■ Supplied passage

────

Déjà vu? We may have arrived at a similar precipice thanks to one more Helicobacter (or Helicobacters), which could be etiologic in complex enterohepatic disease, at least in mice. The report of a new animal model for human disease has been chosen as an Annual Best Paper for studies appearing in Experimental Biology and Medicine in the year 2001 (1). The article by Shomer, Dangeler, Schrenzeil, Whary, and their co-authors raises attention to Helicobacter in complex, elusive murine disorders of blaring immunopathogenesis, including inflammatory bowel disease (IBD) and cholangiohepatitis (CH). The authors have described one of the urease-negative Helicobacters previously believed non-pathogenic. These days we will no longer so casually approach Helicobacter and disease? This speaks to the originality and importance of the report by Shomer and colleagues, who explored Helicobacter, their own strain (MIT 96-100), in both SCID (T and B cell deficient) and immunocompetent mice, identifying the organism as etiologic in IBD and CH, in A/J mice.
Shomer and co-workers were careful to re-isolate their Helicobacter from the diseased host (Koch's postulates!), performed ultra-structural studies, sequenced 16S rRNA genes, placed the organism phylogenetically, and described immunologic parameters of disease. By the quality of their results, in the A/J mouse Helicobacter is now a redoubtable cause of severe IBD and CH, of probable Th1 (pro-inflammatory) immunologic character. The study attaches potential relevance to findings of novel Helicobacter species in human bile in chronic cholangitis and within the liver in some hepatocellular carcinomas. Thanks to the merits of a well composed study, we can anticipate continued development of some of the `right' questions for human IBD and CH-like disease.

────

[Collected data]
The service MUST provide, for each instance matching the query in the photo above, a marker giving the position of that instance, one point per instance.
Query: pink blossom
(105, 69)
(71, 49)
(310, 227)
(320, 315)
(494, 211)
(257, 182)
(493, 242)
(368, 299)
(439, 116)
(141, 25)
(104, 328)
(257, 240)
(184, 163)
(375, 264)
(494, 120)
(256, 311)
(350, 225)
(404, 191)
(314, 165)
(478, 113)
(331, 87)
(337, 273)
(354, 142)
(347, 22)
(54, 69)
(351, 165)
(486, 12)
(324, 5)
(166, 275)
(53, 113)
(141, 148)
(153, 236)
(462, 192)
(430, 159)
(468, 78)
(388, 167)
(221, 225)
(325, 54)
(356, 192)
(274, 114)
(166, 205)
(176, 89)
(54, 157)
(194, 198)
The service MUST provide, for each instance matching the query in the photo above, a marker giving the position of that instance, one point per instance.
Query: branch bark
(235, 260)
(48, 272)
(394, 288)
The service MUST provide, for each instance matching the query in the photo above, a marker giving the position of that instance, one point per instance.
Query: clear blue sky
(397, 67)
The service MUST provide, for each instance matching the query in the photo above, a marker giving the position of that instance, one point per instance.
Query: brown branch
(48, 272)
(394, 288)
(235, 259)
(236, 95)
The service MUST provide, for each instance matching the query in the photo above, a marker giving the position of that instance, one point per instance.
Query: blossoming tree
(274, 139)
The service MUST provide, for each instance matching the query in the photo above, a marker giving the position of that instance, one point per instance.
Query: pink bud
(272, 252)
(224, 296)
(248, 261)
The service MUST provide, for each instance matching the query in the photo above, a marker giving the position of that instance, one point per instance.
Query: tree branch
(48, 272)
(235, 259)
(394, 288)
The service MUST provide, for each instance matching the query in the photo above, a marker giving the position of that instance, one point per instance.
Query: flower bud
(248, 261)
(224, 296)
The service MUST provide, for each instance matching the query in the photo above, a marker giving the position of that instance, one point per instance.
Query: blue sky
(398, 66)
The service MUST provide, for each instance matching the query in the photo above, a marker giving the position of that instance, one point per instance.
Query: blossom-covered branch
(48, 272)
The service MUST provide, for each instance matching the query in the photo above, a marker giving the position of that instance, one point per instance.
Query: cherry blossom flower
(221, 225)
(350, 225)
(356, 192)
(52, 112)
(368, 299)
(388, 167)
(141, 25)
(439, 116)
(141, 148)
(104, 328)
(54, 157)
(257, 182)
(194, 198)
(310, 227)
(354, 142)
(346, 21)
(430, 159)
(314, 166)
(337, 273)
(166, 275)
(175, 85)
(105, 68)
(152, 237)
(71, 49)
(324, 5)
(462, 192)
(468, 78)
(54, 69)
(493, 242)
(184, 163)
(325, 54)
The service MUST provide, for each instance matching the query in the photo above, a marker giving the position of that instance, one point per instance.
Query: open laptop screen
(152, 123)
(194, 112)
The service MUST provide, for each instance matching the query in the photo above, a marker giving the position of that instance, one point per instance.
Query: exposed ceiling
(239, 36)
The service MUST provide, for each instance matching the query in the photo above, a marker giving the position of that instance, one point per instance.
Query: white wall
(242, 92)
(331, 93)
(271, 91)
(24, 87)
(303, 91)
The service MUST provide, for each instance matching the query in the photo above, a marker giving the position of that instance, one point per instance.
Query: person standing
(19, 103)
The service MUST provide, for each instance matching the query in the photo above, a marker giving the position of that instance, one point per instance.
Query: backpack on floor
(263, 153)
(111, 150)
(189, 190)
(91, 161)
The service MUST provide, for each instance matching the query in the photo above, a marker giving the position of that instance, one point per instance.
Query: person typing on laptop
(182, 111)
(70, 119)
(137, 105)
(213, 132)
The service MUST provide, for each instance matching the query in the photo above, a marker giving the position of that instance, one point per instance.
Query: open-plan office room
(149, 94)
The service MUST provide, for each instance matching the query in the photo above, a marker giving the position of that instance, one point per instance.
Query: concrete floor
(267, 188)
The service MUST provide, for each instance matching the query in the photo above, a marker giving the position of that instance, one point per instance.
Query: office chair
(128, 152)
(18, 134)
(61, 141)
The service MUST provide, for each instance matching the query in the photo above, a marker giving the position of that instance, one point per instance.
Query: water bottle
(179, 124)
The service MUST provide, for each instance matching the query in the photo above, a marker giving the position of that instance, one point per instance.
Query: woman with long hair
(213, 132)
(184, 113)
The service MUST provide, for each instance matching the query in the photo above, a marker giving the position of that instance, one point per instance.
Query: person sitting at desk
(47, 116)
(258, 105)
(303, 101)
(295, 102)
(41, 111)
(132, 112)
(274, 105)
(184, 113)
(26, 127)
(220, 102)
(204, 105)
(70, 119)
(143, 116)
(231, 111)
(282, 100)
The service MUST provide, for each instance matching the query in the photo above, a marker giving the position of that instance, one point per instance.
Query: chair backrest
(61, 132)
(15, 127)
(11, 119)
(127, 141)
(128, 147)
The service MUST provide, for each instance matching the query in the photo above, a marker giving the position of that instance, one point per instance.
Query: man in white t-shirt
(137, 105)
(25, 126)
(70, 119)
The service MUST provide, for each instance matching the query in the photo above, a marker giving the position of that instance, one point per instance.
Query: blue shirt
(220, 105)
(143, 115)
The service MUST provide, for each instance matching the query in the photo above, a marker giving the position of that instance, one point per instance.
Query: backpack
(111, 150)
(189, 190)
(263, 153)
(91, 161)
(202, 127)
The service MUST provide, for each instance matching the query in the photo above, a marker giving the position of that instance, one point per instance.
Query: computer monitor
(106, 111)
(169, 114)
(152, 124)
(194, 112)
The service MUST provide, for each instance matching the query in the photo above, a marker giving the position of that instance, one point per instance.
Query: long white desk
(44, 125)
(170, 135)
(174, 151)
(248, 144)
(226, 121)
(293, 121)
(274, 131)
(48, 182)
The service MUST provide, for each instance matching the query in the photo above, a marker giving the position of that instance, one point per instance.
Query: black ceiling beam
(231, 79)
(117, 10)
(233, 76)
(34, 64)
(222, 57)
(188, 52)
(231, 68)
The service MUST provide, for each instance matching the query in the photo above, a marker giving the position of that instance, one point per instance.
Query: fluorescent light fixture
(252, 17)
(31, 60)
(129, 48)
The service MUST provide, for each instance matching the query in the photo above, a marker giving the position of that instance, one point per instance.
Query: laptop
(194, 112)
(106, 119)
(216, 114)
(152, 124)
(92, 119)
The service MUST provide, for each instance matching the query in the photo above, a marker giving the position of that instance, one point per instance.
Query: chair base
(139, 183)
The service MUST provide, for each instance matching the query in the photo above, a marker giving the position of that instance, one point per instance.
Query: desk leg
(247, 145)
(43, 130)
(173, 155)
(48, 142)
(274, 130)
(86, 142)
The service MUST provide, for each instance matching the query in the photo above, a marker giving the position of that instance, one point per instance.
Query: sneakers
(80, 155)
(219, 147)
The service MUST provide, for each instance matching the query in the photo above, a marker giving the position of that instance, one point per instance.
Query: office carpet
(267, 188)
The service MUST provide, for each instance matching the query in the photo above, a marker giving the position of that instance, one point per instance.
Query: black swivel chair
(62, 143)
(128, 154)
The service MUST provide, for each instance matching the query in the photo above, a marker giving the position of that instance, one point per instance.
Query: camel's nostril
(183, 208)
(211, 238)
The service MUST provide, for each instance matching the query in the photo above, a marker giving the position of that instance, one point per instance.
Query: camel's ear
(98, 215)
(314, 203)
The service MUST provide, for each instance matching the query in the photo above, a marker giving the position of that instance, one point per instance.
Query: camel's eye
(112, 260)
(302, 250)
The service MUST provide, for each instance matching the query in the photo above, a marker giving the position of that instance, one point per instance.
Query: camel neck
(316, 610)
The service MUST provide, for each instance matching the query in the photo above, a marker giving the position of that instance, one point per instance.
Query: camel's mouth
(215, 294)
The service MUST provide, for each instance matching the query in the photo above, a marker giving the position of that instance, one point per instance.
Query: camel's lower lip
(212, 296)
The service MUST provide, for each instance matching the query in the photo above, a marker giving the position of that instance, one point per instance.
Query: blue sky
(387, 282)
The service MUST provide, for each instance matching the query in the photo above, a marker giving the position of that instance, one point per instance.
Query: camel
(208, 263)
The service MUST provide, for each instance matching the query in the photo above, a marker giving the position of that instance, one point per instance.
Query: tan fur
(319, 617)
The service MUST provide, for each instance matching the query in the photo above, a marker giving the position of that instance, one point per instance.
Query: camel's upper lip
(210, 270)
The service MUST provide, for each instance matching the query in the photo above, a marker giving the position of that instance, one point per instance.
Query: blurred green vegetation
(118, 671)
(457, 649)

────

■ Work to complete
[a] In the commentary on the Helicobacter study, what strain designation did Shomer and colleagues give their Helicobacter?
[b] Carry on the commentary on the Helicobacter study from the point where it stops.

■ Results in order
[a] MIT 96-100

[b]
These developments are exciting because IBD and CH-like diseases in humans remain frankly confusing. When the pathogenesis of these diseases in humans is finally clarified, if Helicobacters are marked as relevant pathogens, we might hope for vaccines to resist several serious and often devastating diseases, immunologic and neoplastic alike. Such a development would comprise a major development in preventive medicine. In the meantime, Shomer et al., and many other investigators, will need continued perspicacity. Just as starters, why doesn't the immune response eradicate murine Helicobacter infection? Are murine IBD and CH the product of molecular mimicry (immunologic cross reaction between microbe and host)? What are the opportunities for vaccination?
At the least the study by Shomer and colleagues presents a generic model for IBD and CH, likely useful for approaching elements of immunopathogenesis and therapies in enterohepatic disease. Under the best of fortunes, this model might help to locate Helicobacter to the usual suspects among forms of IBD and CH-like disease in humans. Beyond, the authors may enjoy the opportunity to witness rules governing emergence of autoimmune character out of immunologic complexity. Where it climbs the slopes of uncertainty, science can transport to places of satisfaction (enamoration?). In reading Shomer and colleagues' description of murine IBD and CH, and the surprise of another immunopathogenic Helicobacter, we are reminded of the pleasure, within science, of pursuit and discovery.